Annotation data:
++++++++

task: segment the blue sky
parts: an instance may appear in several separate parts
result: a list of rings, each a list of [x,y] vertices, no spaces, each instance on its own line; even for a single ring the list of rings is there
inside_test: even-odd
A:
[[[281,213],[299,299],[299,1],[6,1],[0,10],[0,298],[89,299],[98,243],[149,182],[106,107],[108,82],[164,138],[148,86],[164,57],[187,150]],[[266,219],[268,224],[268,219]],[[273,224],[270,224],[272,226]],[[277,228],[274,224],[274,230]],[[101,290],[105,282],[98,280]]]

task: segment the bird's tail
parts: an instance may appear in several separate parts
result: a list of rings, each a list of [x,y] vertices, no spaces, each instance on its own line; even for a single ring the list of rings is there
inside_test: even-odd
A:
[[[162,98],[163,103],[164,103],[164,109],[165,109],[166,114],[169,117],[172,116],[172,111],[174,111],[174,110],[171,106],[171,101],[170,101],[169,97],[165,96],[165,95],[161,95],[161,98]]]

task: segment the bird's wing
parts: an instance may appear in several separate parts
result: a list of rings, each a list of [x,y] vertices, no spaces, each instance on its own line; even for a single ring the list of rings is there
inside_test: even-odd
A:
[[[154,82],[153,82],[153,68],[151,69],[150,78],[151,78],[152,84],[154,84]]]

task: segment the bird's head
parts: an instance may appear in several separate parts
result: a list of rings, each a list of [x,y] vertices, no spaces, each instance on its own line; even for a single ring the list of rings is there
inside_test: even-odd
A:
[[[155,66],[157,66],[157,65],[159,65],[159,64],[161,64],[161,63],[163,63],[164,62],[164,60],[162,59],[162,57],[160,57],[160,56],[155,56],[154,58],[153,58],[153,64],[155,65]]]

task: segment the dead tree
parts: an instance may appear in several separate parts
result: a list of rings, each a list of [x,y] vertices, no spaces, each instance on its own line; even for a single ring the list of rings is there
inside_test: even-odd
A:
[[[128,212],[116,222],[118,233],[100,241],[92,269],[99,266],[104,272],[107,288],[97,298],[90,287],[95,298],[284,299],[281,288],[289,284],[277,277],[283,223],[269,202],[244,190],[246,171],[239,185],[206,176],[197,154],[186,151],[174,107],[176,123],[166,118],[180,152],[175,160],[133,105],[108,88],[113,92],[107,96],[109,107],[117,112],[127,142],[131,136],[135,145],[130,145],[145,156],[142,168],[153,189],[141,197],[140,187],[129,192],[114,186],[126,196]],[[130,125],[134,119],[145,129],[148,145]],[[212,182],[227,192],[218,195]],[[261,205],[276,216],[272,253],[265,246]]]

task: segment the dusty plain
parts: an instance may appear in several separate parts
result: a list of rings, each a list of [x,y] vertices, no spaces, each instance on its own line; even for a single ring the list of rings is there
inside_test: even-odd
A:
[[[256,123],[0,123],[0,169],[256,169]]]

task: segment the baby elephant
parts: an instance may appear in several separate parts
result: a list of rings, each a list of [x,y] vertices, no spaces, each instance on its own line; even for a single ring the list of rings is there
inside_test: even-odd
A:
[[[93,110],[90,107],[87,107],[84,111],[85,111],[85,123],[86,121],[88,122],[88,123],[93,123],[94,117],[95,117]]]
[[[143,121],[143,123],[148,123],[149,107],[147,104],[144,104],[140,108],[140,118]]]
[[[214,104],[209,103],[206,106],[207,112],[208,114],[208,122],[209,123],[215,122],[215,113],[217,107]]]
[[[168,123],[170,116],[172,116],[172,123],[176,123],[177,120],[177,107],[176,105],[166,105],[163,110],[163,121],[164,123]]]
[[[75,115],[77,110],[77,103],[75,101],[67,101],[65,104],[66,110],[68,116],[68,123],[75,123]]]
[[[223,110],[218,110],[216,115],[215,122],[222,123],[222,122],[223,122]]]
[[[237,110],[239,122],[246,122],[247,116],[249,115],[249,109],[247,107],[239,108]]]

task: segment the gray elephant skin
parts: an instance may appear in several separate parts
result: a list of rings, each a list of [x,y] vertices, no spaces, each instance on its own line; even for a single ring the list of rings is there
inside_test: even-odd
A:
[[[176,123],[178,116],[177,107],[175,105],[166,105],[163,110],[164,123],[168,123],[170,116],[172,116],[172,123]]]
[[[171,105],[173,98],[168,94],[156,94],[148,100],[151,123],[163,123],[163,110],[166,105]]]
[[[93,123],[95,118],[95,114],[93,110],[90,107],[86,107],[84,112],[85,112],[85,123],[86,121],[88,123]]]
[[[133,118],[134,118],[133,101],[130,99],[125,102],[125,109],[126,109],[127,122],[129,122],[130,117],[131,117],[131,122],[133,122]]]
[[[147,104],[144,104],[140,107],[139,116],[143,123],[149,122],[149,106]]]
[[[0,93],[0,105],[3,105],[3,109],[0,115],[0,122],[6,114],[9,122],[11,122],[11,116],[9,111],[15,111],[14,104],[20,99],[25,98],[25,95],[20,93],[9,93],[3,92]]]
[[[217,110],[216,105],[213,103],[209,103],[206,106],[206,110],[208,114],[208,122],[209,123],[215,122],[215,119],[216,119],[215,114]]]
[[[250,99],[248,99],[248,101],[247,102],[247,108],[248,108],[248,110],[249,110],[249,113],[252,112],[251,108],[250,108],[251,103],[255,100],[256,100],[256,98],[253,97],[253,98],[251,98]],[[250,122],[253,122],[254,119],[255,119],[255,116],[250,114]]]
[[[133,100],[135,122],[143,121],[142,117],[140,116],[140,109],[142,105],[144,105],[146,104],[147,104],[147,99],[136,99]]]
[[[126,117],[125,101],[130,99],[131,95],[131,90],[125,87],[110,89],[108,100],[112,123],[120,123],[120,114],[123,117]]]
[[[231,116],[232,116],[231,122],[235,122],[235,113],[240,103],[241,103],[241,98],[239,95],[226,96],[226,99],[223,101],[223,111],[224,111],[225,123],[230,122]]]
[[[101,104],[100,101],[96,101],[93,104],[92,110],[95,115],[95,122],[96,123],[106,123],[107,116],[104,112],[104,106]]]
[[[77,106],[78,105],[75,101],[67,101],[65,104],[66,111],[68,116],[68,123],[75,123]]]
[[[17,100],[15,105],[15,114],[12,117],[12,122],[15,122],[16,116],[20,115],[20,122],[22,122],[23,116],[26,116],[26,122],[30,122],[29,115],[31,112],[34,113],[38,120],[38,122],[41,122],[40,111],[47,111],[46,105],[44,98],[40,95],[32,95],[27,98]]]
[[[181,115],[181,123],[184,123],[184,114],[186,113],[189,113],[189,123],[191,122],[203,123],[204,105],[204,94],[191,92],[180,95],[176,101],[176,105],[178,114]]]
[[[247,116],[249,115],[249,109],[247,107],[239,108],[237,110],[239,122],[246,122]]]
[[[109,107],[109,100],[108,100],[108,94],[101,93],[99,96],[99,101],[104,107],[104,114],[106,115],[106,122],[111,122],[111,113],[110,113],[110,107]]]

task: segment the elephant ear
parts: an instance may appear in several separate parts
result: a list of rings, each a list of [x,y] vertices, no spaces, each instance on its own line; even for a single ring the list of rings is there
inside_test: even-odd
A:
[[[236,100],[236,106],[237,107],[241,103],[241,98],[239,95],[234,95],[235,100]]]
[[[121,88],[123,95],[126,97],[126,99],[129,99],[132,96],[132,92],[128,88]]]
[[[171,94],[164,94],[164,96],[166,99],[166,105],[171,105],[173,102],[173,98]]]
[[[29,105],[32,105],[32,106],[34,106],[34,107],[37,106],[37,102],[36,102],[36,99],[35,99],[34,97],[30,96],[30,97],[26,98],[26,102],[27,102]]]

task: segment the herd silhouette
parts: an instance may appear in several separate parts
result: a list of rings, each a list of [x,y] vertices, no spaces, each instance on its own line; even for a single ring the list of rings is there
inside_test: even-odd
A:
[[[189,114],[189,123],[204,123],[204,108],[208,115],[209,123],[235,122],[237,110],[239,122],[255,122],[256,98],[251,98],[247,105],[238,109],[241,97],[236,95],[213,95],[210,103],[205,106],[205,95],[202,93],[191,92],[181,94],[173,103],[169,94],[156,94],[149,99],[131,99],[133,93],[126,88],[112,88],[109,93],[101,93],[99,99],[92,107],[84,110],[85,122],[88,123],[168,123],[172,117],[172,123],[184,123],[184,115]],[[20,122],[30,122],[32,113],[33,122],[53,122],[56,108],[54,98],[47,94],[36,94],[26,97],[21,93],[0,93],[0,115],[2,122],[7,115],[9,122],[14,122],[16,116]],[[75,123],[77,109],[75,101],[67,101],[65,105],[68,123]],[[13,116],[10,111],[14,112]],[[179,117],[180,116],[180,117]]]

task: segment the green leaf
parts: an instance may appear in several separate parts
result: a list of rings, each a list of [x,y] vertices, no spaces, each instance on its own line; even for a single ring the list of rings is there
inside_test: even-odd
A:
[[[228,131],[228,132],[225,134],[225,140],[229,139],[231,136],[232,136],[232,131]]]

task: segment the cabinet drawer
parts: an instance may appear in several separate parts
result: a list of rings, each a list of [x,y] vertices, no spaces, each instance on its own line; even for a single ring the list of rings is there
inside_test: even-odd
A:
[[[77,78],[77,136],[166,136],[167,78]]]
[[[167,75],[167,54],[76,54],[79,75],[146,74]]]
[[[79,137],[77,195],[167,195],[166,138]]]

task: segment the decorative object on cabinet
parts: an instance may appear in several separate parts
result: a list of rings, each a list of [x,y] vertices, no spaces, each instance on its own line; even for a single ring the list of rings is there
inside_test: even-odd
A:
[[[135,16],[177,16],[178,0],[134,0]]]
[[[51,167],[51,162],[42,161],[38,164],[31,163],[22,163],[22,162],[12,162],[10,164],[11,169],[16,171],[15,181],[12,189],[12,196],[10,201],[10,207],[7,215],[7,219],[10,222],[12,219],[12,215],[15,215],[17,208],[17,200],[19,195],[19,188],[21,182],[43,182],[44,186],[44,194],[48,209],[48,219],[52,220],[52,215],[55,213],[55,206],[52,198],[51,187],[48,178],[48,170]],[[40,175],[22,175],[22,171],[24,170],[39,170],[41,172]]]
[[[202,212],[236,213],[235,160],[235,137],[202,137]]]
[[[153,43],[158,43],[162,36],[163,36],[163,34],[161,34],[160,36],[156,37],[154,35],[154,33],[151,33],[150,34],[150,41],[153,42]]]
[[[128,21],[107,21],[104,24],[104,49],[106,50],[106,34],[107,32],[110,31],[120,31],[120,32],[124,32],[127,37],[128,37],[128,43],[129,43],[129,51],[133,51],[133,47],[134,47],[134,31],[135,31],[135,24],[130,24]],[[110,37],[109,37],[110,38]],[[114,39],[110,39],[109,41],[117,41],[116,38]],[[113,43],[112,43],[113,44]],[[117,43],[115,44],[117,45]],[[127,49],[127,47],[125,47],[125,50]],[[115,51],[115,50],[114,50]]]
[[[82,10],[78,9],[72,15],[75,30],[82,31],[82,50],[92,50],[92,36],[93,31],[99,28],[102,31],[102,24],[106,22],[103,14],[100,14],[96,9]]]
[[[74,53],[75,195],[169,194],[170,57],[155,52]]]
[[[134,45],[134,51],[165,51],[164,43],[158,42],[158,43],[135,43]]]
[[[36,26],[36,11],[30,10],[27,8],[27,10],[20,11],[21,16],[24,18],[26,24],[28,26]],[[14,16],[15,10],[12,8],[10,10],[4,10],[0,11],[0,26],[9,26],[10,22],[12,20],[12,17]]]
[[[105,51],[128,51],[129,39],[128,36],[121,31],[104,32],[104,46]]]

++++++++

*Exercise*
Pull out every line of the data above that contains the word "bird", treating uppercase and lowercase as different.

*Result of the task*
task: segment the bird's tail
task: segment the bird's wing
task: segment the bird's head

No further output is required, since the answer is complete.